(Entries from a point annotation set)
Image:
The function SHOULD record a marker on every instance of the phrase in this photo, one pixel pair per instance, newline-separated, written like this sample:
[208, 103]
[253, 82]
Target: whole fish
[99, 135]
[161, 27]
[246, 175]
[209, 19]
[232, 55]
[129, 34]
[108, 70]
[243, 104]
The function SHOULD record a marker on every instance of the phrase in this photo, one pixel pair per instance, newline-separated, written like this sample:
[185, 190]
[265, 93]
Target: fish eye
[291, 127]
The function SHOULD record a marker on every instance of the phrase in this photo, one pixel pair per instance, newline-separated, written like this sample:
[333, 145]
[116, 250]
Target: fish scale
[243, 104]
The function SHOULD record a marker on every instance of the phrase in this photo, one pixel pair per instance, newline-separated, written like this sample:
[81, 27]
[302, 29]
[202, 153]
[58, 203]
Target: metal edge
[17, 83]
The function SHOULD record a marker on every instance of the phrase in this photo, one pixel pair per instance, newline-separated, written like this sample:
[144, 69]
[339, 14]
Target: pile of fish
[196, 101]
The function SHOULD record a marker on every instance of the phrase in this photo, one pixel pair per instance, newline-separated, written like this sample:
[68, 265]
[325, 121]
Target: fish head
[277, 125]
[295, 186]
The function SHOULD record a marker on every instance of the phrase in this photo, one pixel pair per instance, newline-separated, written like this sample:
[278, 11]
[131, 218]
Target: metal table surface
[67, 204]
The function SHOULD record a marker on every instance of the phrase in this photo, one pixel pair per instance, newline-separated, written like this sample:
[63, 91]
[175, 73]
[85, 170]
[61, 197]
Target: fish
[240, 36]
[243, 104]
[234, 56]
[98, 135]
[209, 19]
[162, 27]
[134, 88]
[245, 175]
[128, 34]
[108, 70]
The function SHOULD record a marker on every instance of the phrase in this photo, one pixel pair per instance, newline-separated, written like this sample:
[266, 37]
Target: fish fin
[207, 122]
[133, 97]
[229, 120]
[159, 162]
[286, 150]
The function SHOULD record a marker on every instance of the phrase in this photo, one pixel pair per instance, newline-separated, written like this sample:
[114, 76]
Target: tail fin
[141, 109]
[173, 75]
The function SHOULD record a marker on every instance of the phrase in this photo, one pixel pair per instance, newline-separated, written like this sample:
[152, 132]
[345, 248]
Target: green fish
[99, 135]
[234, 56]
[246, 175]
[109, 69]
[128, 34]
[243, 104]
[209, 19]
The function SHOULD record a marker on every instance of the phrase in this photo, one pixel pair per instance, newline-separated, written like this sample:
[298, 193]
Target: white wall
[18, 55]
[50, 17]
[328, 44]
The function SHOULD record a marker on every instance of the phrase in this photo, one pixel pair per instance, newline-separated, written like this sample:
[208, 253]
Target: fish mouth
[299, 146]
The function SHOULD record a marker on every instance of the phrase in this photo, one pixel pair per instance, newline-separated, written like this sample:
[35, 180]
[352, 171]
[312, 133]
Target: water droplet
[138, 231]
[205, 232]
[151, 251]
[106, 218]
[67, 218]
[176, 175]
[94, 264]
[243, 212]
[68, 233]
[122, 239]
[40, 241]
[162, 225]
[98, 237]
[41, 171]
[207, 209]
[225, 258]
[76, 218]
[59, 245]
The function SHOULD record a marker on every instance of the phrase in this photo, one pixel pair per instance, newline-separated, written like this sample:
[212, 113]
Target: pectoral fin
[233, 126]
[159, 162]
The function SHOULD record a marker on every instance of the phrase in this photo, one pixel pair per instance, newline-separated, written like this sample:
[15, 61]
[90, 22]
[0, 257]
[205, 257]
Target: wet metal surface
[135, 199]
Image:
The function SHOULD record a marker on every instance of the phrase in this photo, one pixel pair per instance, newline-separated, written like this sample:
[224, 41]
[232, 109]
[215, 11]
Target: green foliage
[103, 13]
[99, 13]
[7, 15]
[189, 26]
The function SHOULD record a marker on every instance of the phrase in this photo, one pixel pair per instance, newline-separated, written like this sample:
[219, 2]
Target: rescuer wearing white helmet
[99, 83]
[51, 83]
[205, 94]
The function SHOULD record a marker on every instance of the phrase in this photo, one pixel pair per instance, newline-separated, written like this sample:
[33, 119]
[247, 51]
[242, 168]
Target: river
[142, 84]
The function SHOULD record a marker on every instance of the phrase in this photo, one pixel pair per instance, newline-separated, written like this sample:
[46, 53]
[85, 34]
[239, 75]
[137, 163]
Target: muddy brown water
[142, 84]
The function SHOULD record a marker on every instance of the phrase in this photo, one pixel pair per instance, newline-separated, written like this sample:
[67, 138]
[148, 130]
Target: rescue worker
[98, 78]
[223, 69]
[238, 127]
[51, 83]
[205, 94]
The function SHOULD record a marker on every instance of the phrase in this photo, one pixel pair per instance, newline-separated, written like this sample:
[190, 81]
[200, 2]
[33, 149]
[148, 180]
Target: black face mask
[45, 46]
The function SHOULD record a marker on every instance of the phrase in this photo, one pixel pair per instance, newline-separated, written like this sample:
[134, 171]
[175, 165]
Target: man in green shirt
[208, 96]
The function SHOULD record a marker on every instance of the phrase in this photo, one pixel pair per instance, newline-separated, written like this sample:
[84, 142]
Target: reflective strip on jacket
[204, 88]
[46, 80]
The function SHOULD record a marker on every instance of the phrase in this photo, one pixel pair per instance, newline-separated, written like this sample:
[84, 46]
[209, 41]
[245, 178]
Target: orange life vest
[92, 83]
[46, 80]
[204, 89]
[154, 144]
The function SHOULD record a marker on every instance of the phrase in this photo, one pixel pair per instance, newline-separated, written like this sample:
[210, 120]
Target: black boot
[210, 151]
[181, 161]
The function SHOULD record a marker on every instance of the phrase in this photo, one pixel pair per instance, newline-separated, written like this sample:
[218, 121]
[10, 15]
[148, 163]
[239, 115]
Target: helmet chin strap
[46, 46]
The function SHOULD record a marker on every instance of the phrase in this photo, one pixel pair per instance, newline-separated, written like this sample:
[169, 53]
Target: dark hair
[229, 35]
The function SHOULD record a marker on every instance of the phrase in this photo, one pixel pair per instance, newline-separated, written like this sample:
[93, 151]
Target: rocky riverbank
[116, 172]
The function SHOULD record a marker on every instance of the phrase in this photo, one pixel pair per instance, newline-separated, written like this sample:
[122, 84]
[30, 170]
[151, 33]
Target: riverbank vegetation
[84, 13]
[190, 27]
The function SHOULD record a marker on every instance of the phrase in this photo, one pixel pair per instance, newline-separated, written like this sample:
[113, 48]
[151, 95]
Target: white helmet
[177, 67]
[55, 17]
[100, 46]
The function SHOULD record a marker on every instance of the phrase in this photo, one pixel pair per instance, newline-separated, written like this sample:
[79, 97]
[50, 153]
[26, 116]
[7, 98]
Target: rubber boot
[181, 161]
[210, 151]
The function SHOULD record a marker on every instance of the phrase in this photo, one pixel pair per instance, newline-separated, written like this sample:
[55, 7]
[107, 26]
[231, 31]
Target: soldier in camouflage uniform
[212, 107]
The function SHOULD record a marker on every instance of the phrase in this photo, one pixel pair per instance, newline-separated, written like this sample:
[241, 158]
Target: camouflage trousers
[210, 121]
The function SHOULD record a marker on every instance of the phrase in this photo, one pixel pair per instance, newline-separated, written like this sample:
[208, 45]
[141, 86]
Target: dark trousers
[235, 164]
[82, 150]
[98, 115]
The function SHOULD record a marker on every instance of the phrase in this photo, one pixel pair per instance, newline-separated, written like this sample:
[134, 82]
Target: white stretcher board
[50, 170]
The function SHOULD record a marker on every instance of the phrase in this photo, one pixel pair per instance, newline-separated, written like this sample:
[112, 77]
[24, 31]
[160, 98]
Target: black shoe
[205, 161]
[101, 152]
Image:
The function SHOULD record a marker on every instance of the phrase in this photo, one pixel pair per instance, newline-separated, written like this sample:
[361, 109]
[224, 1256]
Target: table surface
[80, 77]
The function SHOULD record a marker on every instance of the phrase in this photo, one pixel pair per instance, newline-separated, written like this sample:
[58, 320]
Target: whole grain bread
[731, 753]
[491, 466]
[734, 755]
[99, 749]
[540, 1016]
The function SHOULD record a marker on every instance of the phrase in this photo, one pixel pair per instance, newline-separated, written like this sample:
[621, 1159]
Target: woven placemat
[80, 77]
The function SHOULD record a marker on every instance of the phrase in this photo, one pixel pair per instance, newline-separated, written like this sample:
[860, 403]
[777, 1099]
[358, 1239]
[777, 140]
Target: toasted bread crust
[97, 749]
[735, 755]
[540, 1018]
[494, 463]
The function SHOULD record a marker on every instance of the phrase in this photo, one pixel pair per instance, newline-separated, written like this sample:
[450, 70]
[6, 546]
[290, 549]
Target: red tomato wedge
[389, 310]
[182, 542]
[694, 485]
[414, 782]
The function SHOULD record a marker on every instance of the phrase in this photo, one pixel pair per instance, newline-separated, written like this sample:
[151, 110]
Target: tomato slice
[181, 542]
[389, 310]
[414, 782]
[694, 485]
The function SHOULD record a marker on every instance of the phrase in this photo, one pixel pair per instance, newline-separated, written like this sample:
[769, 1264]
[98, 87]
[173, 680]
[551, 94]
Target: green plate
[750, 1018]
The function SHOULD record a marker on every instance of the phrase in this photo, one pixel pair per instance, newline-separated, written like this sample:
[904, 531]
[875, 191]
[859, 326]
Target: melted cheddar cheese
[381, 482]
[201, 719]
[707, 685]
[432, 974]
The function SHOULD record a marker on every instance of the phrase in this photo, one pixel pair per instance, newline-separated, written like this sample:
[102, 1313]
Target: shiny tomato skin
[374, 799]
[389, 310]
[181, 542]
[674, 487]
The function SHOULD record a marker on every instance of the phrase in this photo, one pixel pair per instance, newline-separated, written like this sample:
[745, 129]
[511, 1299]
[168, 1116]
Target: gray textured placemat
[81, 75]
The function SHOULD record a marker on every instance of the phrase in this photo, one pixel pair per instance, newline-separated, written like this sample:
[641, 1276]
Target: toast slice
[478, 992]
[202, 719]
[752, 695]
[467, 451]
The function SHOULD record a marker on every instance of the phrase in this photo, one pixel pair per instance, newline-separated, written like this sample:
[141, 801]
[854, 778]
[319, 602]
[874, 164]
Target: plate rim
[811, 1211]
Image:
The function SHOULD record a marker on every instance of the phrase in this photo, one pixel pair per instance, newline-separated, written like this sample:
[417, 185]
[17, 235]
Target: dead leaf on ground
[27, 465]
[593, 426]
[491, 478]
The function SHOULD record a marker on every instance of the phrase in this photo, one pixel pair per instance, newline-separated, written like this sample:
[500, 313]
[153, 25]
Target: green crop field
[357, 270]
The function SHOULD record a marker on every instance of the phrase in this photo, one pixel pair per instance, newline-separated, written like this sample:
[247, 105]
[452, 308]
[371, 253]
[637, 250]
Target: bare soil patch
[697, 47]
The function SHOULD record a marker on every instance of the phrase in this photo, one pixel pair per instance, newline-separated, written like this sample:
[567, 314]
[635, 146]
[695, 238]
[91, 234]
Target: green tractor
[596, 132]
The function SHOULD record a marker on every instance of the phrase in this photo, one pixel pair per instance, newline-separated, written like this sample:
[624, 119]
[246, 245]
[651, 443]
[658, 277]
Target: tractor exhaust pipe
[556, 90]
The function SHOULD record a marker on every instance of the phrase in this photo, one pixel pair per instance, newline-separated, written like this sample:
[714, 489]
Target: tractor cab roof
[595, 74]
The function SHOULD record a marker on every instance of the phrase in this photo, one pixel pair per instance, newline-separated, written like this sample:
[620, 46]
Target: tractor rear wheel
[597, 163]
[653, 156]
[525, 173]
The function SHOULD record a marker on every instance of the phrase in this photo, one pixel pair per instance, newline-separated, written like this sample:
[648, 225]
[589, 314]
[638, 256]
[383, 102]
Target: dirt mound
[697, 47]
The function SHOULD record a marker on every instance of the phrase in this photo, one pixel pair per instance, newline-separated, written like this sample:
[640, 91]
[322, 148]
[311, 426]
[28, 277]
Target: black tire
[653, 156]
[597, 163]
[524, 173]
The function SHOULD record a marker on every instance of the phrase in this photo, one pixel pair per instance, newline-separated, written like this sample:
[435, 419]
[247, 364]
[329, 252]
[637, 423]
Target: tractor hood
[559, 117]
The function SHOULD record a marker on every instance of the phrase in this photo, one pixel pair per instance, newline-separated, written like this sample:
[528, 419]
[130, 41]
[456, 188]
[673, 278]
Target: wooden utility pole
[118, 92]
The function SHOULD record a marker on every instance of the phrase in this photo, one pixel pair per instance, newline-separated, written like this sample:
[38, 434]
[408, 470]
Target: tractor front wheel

__SHORT EXERCISE__. State only the number of lines in the rows above that contain the string "white". Matching is case-sensitive.

__OUTPUT OF THE EXERCISE__. 4